## Written request
The records that follow must be repeated verbatim, every one of them.

## Records supplied
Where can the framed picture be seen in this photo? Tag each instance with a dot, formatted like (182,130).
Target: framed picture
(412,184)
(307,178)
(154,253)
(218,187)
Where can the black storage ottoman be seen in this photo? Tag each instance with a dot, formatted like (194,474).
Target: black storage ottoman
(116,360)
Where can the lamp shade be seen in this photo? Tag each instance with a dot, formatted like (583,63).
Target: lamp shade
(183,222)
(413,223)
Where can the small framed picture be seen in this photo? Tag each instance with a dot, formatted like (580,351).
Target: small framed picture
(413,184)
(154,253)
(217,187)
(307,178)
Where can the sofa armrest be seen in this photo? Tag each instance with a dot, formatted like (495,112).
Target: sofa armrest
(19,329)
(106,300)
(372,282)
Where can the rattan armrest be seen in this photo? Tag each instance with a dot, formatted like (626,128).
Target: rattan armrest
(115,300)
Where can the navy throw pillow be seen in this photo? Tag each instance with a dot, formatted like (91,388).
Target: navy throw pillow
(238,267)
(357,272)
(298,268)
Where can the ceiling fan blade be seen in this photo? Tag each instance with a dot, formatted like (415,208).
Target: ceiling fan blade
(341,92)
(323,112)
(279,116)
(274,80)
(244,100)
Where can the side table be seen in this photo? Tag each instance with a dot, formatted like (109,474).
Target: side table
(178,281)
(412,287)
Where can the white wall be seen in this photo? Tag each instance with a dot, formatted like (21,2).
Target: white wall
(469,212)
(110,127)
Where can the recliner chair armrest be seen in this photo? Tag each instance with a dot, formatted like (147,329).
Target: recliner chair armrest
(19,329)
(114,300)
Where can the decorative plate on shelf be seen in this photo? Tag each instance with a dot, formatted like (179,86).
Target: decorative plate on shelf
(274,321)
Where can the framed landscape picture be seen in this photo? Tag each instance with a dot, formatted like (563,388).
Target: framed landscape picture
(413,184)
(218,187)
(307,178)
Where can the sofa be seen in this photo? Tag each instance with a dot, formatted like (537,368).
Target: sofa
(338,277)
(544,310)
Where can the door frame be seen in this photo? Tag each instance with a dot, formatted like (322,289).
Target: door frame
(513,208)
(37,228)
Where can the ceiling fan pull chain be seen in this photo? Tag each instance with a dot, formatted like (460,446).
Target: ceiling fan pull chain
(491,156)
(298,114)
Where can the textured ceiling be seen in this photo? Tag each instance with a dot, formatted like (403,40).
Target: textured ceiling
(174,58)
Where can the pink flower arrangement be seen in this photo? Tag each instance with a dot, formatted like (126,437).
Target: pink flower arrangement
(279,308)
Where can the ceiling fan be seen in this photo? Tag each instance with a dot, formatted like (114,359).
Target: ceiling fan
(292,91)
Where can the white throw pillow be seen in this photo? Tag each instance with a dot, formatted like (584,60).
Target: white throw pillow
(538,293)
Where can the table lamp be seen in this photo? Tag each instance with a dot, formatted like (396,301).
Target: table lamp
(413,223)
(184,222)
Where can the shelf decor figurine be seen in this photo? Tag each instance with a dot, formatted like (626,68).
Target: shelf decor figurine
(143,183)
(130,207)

## Correct answer
Where can the framed picture be seen in this photo? Tag each instance with a dot, formatted like (182,130).
Target: framed picture
(412,184)
(307,178)
(154,253)
(218,187)
Where can the black storage ottoman be seen in this photo? Tag each instance with a dot, formatted like (194,474).
Target: black storage ottoman
(116,360)
Where can the lamp shade be seen in this photo? Tag each instance with a dot, formatted like (583,63).
Target: lamp shade
(183,222)
(413,223)
Where can the small framed picture be seen in this photo? Tag each instance with a dot, formatted like (580,351).
Target: small framed picture
(413,184)
(154,253)
(217,187)
(307,178)
Where can the sofa armrest be seen in this photo? Tag each instance with a dot, formatted like (495,112).
Target: sofa armrest
(19,329)
(106,300)
(372,282)
Where can the rattan armrest be seen in this photo? Tag each instance with a dot, formatted like (626,128).
Target: rattan armrest
(115,300)
Where can the navy throw pillow be seen in this photo? Tag each instance with a dot, formatted like (91,388).
Target: navy throw pillow
(238,267)
(357,272)
(298,268)
Where can the ceiling fan blade be seen in this photo? Tag each instance with a dot, formatted like (415,208).
Target: ceiling fan blade
(341,92)
(323,112)
(279,116)
(274,80)
(244,100)
Where can the side table be seen in this photo? Tag each instance with a dot, formatted like (109,474).
Target: side table
(178,281)
(412,287)
Where can the white wall be seen in this photo? Tag each instance with a dot, formatted like (21,2).
Target: white wall
(469,212)
(110,127)
Where can the recliner chair armrest be seen in this photo? Tag each instance with a dot, formatted like (147,329).
Target: recliner chair armrest
(19,329)
(114,300)
Where can the decorative plate on shelf be seen in this photo? Tag each instance with a dot, formatted like (179,86).
Target: decorative plate on shelf
(274,321)
Where can the framed landscape picture be seen in this photo? Tag each instance with a dot, formatted like (563,388).
Target: framed landscape picture
(413,184)
(218,187)
(307,178)
Where can the sofa be seen in this photo? Tag each instance with a dot, formatted like (537,368).
Target: sofa
(338,277)
(544,310)
Where can the door frame be seen in this photo? Tag each instance with a dot, formatted like (322,289).
Target: door frame
(513,208)
(37,228)
Where can the ceiling fan pull chain be seen in this photo? Tag each instance with a dot, formatted like (460,446).
Target: ceiling fan pull chain
(491,156)
(298,114)
Where can the textured ceiling be seen in this photo? Tag each instance with a dot, formatted like (403,40).
Target: textured ceiling
(174,58)
Where can the pink flower arrangement be seen in this photo? Tag each instance with a dot, formatted like (126,437).
Target: pink flower arrangement
(279,308)
Where can the ceiling fan be seen in this photo? Tag each instance with a dot, formatted like (114,359).
Target: ceiling fan
(292,91)
Where can the white throw pillow be seen in this photo? Tag each instance with a dot, formatted like (584,60).
Target: white throw pillow
(538,293)
Where can the table lamp be seen in this photo? Tag each instance with a dot, formatted like (396,301).
Target: table lamp
(413,223)
(184,222)
Where can the shelf decor figurine be seen in this photo? Tag each instance with a dot, formatted like (626,68).
Target: shelf decor figurine
(143,183)
(130,207)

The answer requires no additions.